Retype every line of the data below without any change, and leave the pictures out.
<<<<
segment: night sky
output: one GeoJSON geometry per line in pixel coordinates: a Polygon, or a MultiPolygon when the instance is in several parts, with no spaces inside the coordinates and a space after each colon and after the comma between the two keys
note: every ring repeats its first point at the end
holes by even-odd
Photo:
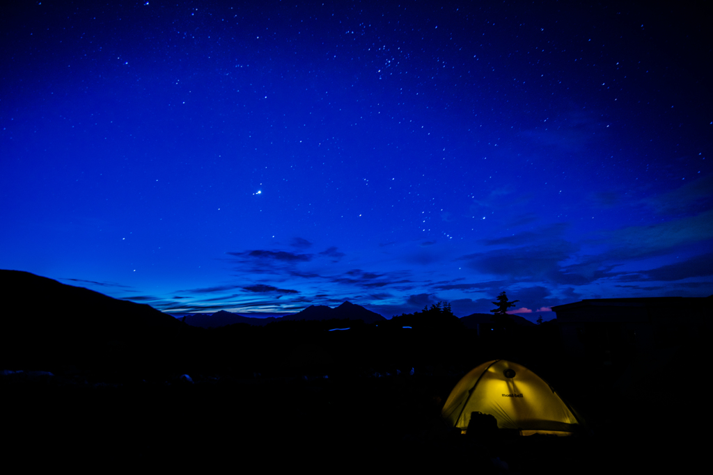
{"type": "Polygon", "coordinates": [[[17,3],[1,268],[175,314],[713,293],[702,6],[17,3]]]}

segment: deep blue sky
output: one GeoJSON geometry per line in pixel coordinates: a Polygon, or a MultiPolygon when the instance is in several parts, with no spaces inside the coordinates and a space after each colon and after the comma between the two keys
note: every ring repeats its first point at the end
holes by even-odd
{"type": "Polygon", "coordinates": [[[710,18],[669,3],[16,6],[0,268],[173,313],[710,295],[710,18]]]}

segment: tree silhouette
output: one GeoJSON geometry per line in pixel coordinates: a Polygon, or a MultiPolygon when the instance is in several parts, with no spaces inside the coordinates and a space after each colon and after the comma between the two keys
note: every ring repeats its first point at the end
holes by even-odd
{"type": "Polygon", "coordinates": [[[520,301],[508,301],[508,296],[504,291],[501,292],[497,298],[497,302],[492,302],[493,305],[498,306],[498,308],[491,310],[491,312],[494,313],[491,320],[496,326],[505,329],[511,326],[513,323],[513,320],[508,316],[508,309],[511,307],[514,307],[515,303],[520,301]]]}
{"type": "MultiPolygon", "coordinates": [[[[498,296],[497,302],[491,302],[493,305],[498,306],[497,308],[493,308],[491,311],[495,313],[496,315],[504,315],[508,314],[508,309],[511,307],[515,306],[515,302],[519,302],[520,301],[513,301],[512,302],[508,301],[508,296],[505,292],[501,292],[500,295],[498,296]]],[[[493,315],[495,316],[495,315],[493,315]]]]}

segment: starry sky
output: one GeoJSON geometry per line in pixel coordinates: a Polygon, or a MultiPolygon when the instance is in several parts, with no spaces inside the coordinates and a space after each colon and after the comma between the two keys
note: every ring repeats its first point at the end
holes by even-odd
{"type": "Polygon", "coordinates": [[[713,293],[698,4],[17,3],[1,268],[174,314],[713,293]]]}

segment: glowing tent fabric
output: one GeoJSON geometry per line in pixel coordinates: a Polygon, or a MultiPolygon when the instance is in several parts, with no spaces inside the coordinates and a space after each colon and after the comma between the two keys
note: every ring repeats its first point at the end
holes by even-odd
{"type": "Polygon", "coordinates": [[[443,417],[451,427],[468,428],[471,413],[493,414],[500,429],[571,435],[580,422],[572,409],[539,376],[524,366],[496,360],[478,366],[448,396],[443,417]]]}

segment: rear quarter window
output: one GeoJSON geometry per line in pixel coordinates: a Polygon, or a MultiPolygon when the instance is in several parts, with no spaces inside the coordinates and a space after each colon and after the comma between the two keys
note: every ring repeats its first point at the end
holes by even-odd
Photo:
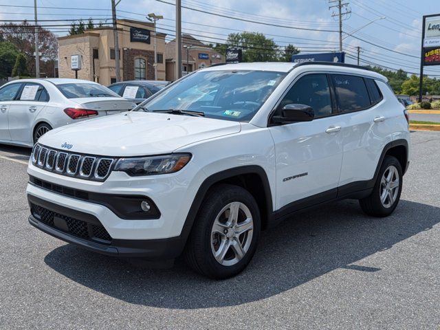
{"type": "Polygon", "coordinates": [[[371,104],[362,77],[333,74],[331,80],[340,111],[354,111],[368,108],[371,104]]]}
>>>>
RESULT OF THIS TASK.
segment: night sky
output: one GeoJSON geometry per line in pixel coordinates: a Polygon, or a MultiPolygon when the instance is in several parts, with no spaces inside the coordinates and a space after each colon and after the comma between the two keys
note: every ring repeats its first point at the end
holes by even-odd
Photo:
{"type": "Polygon", "coordinates": [[[17,3],[1,268],[175,314],[713,293],[702,6],[17,3]]]}

segment: deep blue sky
output: one GeoJSON geometry per line in pixel coordinates: a Polygon, or a MultiPolygon when the instance is in several parts, with no spaces inside the coordinates and a space after each colon and after the comma between the two keys
note: every ring repeats its first point at the end
holes by even-odd
{"type": "Polygon", "coordinates": [[[710,18],[669,3],[16,6],[0,268],[173,313],[710,295],[710,18]]]}

segment: tree silhouette
output: one GeoJSON geometry per line in pixel coordinates: a Polygon, or a MultiPolygon when the instance is in several parts, with no spaces inside the coordinates and a space after each colon and after the comma between the two keys
note: every ring repeats its first point at the end
holes by even-odd
{"type": "Polygon", "coordinates": [[[520,301],[508,301],[508,296],[504,291],[501,292],[497,298],[497,302],[492,302],[493,305],[498,306],[498,308],[491,310],[491,312],[494,313],[491,320],[496,326],[505,329],[511,326],[513,323],[513,320],[508,316],[508,309],[511,307],[514,307],[515,303],[520,301]]]}
{"type": "MultiPolygon", "coordinates": [[[[498,296],[497,302],[491,302],[493,305],[498,306],[497,308],[493,308],[491,311],[495,313],[496,315],[504,315],[508,314],[508,309],[511,307],[515,306],[515,302],[519,302],[520,301],[513,301],[512,302],[508,301],[508,296],[505,292],[501,292],[500,295],[498,296]]],[[[493,315],[495,316],[495,315],[493,315]]]]}

segment: starry sky
output: one GeoJSON geometry per line in pixel coordinates: a Polygon, or a MultiPolygon when the instance is in several parts, with no spaces inside the coordinates and a space after each colon and after the comma between the two keys
note: every ring repeats its first point at the end
holes by even-odd
{"type": "Polygon", "coordinates": [[[713,293],[698,4],[17,3],[1,268],[174,314],[713,293]]]}

segment: glowing tent fabric
output: one GeoJSON geometry per line in pixel coordinates: a Polygon, or a MultiPolygon when the instance is in several parts, with no spaces inside the coordinates and a space after each colon and after the comma between the two keys
note: every ring repeats its first point at the end
holes by even-odd
{"type": "Polygon", "coordinates": [[[443,417],[451,427],[468,428],[471,413],[493,414],[500,429],[571,435],[580,422],[572,409],[539,376],[524,366],[496,360],[478,366],[448,396],[443,417]]]}

segment: rear quarter window
output: one GeoJSON geometry per line in pixel coordinates: a Polygon, or a MultiPolygon when the instance is in several parts, with no spaces inside the coordinates and a space after each colon and after the comma between the two keys
note: every ring repeats its first point at the end
holes by even-odd
Photo:
{"type": "Polygon", "coordinates": [[[371,104],[362,77],[333,74],[331,80],[340,111],[354,111],[368,108],[371,104]]]}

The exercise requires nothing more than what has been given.